┏━━

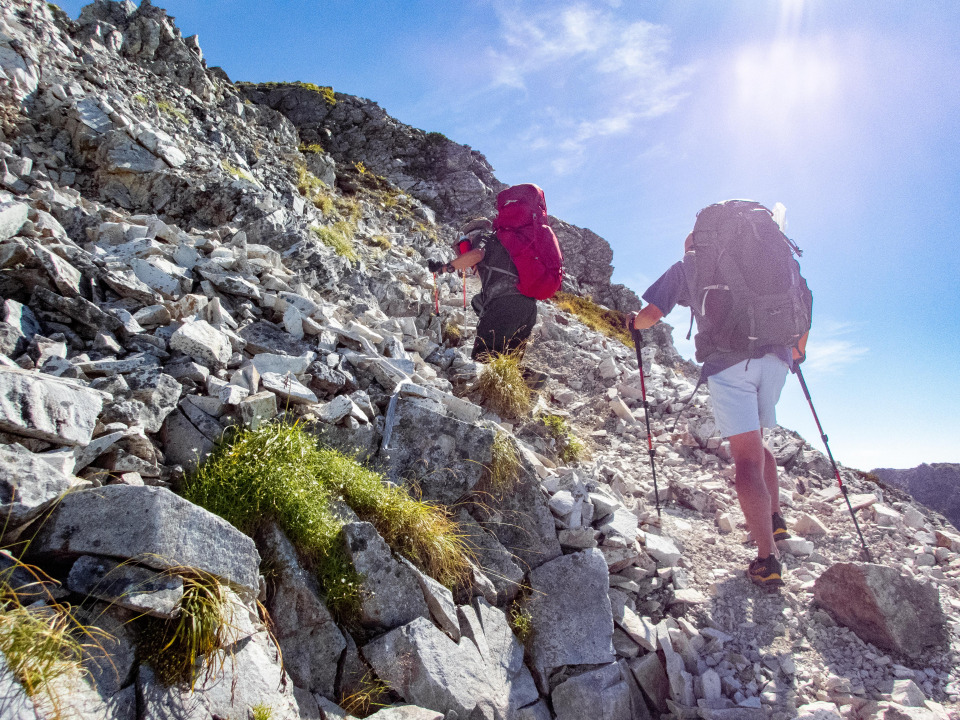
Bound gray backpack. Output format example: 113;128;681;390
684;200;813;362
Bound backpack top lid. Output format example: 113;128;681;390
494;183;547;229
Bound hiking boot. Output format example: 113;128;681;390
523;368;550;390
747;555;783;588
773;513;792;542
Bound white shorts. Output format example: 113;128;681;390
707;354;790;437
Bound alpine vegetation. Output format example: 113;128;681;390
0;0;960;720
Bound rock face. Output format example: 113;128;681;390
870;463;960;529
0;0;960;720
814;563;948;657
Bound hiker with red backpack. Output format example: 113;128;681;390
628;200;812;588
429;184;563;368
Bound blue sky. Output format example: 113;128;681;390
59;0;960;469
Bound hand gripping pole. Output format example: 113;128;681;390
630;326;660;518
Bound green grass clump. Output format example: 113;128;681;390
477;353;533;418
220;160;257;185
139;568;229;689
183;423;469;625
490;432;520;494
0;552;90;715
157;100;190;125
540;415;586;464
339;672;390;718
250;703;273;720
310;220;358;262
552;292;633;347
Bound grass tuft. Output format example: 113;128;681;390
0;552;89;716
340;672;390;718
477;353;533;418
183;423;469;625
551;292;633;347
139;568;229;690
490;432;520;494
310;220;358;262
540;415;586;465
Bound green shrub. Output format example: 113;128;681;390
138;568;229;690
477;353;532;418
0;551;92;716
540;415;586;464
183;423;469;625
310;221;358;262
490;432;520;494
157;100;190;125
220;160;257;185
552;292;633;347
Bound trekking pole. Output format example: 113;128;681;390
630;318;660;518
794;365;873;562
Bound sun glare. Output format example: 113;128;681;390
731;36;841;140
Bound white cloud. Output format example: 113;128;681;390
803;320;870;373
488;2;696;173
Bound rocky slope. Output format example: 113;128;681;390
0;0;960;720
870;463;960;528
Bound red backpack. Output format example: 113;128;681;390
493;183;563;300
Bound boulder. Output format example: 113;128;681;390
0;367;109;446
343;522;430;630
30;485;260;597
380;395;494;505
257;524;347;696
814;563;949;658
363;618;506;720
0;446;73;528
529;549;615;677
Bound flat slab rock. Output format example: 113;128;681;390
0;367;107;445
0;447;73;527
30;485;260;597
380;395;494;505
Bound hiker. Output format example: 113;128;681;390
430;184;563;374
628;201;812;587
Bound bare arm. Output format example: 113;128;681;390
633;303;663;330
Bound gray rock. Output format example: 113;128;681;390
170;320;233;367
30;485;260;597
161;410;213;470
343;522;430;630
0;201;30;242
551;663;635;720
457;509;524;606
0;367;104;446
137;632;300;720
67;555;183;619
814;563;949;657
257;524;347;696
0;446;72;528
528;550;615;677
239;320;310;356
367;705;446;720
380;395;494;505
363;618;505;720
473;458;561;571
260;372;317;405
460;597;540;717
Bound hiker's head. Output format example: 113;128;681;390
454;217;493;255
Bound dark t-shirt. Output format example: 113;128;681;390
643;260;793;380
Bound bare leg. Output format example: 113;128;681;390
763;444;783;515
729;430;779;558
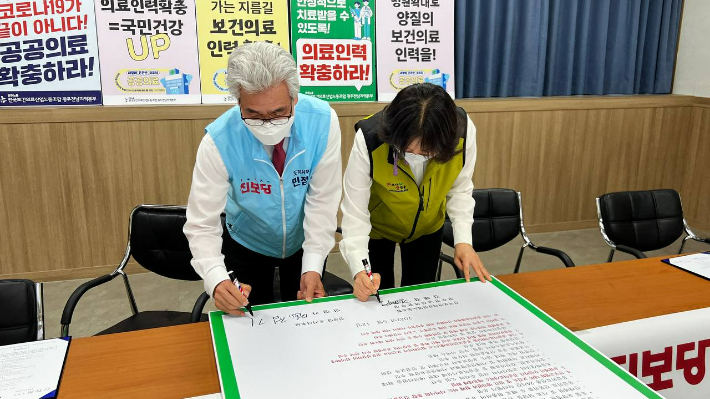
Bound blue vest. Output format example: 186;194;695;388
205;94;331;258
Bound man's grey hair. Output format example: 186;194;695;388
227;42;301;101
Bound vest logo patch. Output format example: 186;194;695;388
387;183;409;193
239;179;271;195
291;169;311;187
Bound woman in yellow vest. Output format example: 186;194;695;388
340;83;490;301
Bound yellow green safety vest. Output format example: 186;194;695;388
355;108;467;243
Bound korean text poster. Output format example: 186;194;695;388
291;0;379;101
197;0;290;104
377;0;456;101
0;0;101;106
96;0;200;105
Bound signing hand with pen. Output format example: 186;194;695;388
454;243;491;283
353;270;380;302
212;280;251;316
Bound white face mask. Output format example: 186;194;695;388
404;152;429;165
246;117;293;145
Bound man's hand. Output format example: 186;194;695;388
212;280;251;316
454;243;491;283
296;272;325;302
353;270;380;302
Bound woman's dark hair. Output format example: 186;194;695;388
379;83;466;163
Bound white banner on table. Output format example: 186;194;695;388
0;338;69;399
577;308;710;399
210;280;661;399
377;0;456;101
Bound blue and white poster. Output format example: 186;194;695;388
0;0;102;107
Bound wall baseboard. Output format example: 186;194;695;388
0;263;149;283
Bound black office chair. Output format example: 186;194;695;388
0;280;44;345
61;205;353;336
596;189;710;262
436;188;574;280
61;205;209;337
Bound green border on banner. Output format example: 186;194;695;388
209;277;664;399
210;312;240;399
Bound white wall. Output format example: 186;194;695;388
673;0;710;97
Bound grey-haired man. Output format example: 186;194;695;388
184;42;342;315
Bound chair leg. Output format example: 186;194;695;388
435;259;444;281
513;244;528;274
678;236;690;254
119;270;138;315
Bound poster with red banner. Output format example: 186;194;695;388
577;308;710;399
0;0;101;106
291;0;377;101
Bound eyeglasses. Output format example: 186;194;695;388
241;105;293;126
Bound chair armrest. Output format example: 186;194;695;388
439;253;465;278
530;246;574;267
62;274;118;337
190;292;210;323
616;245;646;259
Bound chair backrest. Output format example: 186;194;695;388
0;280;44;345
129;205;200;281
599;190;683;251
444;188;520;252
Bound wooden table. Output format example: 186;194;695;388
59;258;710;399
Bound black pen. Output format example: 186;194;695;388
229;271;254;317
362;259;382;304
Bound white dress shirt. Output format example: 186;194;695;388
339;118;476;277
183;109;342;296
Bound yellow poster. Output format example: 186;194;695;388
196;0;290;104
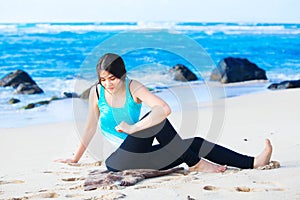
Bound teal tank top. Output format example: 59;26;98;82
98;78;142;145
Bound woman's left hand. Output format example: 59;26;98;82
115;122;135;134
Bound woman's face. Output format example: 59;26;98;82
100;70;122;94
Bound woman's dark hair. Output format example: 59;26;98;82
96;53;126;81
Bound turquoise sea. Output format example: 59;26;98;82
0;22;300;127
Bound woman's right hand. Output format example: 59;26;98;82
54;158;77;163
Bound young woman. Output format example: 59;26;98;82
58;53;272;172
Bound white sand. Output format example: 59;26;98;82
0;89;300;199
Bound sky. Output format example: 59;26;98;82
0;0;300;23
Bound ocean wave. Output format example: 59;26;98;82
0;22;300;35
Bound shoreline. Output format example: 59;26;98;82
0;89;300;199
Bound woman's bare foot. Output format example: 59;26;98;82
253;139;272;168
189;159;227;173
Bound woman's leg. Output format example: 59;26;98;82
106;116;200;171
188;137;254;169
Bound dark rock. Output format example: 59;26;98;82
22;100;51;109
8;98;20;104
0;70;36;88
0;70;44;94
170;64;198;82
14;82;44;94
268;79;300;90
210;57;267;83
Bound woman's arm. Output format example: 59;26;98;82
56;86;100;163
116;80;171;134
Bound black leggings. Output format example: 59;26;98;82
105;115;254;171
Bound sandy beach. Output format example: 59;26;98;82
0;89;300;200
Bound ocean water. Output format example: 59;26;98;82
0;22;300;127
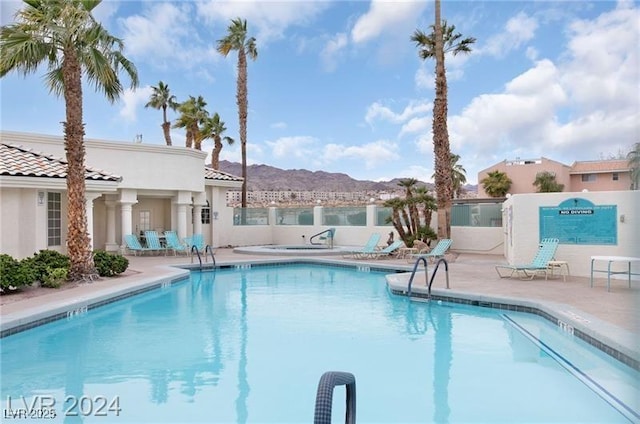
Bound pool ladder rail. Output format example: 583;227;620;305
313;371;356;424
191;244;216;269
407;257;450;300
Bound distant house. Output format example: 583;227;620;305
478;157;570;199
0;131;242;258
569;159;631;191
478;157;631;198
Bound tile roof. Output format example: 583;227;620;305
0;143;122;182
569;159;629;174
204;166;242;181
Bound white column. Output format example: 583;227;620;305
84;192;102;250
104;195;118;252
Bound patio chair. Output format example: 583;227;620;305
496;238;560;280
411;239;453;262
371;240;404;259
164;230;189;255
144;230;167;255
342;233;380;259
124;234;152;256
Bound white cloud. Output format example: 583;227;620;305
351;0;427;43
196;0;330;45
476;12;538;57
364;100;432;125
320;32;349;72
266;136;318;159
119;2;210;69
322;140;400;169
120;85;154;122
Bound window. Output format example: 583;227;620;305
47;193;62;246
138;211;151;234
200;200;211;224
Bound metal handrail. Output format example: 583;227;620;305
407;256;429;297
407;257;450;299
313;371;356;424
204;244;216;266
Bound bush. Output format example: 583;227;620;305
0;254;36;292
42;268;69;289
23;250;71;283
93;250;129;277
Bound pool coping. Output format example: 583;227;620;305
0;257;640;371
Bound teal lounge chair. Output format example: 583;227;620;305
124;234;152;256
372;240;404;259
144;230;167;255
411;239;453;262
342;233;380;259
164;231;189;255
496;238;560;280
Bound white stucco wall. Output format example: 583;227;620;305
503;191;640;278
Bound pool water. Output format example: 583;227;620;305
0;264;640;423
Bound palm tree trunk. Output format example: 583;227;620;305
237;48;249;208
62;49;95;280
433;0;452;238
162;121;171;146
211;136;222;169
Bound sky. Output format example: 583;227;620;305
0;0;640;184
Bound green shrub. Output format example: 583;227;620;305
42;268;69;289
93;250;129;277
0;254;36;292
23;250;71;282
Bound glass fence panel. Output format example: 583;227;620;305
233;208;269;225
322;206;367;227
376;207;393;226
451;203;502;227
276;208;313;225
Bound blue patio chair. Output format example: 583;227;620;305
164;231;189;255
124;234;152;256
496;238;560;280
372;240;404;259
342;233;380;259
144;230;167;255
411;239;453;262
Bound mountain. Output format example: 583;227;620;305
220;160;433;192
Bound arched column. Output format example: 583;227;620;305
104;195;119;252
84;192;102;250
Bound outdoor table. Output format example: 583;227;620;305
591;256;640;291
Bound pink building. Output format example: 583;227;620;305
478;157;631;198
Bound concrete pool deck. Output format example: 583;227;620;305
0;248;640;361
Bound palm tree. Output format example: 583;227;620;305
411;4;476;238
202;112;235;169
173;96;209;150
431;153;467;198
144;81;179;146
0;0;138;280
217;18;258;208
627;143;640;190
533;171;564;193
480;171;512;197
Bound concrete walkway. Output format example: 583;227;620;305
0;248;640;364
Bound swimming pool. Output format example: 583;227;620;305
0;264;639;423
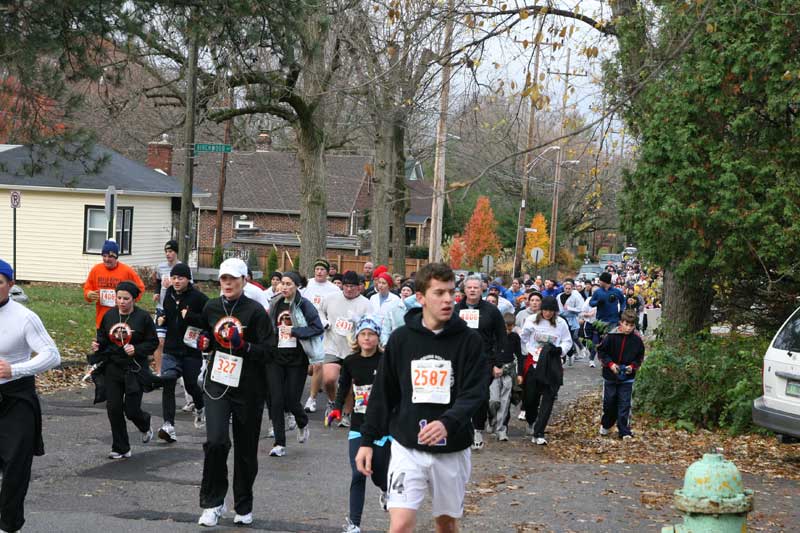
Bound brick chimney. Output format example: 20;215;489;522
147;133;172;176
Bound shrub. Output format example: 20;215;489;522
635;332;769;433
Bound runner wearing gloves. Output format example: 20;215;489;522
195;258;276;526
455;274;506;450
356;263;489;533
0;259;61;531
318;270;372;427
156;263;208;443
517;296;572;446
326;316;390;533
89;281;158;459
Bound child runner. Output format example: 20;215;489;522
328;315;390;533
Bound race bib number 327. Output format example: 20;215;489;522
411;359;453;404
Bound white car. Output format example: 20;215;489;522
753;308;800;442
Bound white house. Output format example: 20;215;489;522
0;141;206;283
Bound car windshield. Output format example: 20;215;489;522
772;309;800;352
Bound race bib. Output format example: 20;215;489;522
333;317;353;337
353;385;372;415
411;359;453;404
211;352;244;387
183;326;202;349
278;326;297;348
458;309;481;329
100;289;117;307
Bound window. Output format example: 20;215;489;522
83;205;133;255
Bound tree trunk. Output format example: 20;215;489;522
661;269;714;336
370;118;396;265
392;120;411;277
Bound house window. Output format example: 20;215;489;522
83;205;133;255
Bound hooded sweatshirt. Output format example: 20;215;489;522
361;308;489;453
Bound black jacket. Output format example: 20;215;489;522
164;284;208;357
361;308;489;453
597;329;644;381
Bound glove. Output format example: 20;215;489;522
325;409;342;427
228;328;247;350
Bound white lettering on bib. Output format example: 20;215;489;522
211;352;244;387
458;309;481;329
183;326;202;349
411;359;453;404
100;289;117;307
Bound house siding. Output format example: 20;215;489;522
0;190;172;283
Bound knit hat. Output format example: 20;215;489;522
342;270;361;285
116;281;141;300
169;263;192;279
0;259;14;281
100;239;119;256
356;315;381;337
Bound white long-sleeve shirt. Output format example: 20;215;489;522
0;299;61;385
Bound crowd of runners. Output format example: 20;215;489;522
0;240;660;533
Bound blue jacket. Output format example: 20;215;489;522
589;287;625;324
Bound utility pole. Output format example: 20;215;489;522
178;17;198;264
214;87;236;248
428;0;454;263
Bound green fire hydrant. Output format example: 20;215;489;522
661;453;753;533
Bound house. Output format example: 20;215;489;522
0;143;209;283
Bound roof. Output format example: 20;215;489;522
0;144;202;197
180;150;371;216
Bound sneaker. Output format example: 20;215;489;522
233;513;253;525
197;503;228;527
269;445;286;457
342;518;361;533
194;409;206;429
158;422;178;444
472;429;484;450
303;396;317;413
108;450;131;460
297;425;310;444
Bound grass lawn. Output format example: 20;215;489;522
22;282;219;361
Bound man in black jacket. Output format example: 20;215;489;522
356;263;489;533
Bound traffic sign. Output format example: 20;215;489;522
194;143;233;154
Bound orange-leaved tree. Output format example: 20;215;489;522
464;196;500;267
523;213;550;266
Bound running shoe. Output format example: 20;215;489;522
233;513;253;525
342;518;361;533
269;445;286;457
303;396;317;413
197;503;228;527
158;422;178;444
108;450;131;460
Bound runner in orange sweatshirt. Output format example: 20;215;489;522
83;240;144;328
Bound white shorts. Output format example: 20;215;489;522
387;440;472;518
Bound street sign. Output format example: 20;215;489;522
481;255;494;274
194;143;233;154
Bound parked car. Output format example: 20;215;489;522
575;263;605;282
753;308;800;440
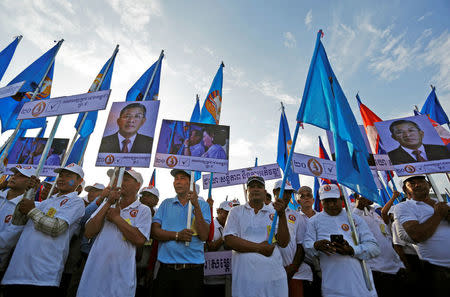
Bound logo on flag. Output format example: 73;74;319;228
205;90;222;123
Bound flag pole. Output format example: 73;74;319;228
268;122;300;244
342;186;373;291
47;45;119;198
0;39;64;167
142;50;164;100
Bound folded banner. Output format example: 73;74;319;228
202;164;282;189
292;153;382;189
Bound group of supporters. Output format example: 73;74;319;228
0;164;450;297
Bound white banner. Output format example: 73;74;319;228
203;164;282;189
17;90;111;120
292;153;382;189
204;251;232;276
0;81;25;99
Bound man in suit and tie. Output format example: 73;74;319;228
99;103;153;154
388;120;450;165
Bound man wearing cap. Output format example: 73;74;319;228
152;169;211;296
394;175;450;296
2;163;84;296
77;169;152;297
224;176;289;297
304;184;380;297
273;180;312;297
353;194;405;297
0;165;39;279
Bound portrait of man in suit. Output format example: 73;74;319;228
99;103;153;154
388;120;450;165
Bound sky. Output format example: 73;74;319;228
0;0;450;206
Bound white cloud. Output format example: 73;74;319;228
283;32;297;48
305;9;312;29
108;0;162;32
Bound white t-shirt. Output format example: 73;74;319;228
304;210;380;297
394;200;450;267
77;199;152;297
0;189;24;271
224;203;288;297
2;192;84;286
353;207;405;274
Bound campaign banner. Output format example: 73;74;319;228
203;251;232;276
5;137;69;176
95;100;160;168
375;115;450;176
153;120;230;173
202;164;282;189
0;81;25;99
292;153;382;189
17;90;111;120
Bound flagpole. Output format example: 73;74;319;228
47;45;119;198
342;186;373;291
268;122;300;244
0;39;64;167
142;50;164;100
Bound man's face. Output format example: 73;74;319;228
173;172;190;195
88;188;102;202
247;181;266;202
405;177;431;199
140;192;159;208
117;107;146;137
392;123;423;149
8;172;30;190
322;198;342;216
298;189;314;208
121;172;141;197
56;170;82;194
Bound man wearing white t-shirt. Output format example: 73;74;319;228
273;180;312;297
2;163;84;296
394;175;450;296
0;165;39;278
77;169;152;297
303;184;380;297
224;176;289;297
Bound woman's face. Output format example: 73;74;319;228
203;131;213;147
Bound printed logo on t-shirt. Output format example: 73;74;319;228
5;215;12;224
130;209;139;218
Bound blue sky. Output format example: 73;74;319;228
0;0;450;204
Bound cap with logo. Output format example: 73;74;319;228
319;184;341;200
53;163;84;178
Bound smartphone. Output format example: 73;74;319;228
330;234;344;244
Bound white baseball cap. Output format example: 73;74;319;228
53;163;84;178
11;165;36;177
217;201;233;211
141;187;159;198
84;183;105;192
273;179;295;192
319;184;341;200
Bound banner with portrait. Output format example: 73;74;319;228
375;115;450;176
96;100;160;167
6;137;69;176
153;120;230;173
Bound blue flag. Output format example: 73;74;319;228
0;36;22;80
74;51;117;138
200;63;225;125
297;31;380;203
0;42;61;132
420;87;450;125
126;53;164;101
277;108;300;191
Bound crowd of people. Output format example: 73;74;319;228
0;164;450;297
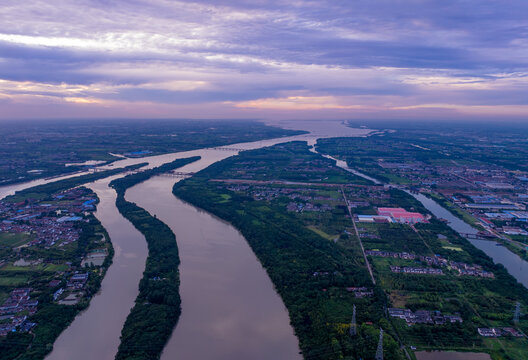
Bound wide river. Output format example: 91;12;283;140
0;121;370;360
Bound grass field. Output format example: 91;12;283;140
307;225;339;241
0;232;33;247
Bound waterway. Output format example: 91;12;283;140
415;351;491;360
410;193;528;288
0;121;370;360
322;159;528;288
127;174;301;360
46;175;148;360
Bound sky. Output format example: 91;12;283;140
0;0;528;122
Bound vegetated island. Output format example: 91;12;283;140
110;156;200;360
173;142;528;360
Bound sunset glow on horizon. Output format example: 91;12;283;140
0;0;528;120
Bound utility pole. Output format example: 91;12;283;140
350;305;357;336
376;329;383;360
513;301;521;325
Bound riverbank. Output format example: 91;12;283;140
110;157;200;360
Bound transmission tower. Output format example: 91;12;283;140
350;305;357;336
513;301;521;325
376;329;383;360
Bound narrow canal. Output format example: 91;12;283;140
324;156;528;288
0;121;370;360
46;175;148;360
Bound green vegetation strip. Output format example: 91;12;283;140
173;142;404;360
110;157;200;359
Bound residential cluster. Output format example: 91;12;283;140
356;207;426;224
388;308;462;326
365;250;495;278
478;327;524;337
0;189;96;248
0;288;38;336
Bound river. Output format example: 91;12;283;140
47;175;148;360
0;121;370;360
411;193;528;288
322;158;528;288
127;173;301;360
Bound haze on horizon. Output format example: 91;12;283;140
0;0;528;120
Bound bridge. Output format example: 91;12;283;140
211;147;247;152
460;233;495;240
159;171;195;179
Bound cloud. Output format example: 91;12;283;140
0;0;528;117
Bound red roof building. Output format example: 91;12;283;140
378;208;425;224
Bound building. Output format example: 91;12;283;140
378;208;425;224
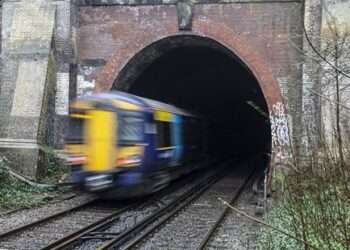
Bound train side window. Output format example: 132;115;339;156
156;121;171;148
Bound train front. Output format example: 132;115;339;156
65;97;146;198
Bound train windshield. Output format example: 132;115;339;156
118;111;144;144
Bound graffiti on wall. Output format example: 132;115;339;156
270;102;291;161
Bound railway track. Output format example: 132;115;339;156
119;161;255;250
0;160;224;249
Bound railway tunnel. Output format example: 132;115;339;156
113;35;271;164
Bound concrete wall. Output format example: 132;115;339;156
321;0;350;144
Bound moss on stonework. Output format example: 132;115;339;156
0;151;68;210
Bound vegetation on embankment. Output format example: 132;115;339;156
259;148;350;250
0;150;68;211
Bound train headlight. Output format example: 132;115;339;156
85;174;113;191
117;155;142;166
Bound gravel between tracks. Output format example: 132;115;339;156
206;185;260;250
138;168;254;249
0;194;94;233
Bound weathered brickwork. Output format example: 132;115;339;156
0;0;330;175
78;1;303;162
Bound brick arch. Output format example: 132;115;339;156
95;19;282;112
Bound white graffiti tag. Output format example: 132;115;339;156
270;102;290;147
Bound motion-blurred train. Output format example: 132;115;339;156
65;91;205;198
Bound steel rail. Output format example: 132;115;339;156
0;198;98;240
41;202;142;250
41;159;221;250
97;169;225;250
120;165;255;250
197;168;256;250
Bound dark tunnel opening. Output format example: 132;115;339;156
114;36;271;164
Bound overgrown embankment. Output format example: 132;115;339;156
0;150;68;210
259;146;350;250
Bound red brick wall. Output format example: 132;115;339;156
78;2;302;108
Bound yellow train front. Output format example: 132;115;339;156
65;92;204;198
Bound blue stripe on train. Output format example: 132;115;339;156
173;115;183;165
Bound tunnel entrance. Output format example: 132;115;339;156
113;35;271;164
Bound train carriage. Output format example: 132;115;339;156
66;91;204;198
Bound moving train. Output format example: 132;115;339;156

┗━━

• Aim of the task:
Convert the material starting at the line containing "Bound waterway. Output" and ending at the line containing "173;142;528;360" into a two-column CSV with the columns label_prompt and coordinates, one row per label_prompt paired with its coordinates. Enclose each field in quotation marks and replace any line breaks within a field with spaces.

• Output of the exercise:
label_prompt,coordinates
"Bound waterway. Output format example: 91;12;283;140","415;351;491;360 410;193;528;288 0;121;370;360 322;159;528;288 127;174;301;360 46;175;148;360"
"Bound sky. Output format example: 91;12;283;140","0;0;528;122"
"Bound vegetated island. Output format example: 91;12;283;140","110;156;200;360 173;142;528;360"